- [What to produce] Your answer should hold all lines of the entries that include the word "climbing".

- [Extracted information]
= = = = =

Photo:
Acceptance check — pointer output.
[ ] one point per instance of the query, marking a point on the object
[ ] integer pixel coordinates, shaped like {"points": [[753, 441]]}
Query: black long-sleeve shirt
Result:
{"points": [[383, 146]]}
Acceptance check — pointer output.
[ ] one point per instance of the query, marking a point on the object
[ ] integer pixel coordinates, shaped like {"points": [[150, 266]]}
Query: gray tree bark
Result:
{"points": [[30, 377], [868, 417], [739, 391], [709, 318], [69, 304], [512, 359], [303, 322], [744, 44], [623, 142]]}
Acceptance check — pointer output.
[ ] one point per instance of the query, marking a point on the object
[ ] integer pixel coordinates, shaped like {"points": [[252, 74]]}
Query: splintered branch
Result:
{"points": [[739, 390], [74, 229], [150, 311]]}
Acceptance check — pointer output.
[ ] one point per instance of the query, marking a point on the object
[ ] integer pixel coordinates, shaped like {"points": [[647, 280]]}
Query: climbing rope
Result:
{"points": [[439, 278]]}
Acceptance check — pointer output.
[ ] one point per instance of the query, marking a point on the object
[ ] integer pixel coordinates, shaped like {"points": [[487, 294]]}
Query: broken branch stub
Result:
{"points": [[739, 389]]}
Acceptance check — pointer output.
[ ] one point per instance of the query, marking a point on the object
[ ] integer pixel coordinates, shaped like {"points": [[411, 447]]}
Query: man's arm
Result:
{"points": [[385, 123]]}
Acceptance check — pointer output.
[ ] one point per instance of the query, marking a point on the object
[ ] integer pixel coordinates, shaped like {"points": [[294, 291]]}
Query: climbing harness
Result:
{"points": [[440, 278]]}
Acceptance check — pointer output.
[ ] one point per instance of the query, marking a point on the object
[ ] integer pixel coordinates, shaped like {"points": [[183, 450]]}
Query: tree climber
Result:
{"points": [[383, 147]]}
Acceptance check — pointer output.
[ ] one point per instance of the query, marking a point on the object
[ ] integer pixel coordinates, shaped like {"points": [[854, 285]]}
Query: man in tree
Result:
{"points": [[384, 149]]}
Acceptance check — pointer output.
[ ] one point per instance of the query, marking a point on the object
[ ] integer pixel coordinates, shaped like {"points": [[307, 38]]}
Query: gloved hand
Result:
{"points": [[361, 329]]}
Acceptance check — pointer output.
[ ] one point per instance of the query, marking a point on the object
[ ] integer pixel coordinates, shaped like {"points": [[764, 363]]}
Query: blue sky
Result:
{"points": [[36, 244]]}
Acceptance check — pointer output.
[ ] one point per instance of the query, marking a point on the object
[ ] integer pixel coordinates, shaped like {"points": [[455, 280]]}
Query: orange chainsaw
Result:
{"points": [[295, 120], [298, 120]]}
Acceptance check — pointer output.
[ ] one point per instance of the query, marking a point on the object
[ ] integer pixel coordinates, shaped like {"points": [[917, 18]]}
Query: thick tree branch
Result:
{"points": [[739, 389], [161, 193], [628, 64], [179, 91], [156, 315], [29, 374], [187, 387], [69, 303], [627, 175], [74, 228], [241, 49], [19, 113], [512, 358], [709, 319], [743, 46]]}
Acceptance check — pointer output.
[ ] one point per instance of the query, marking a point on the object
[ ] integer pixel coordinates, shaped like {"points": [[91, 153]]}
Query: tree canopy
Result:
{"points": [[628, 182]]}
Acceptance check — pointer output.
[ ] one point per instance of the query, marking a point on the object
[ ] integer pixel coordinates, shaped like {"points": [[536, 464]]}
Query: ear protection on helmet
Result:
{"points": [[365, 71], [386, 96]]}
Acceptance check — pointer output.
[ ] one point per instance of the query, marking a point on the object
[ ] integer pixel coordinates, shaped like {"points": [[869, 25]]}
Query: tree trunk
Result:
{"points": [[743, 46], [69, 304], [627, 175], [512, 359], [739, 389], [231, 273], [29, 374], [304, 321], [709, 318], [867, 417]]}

= = = = =

- [Exercise response]
Query: climbing rope
Query: climbing harness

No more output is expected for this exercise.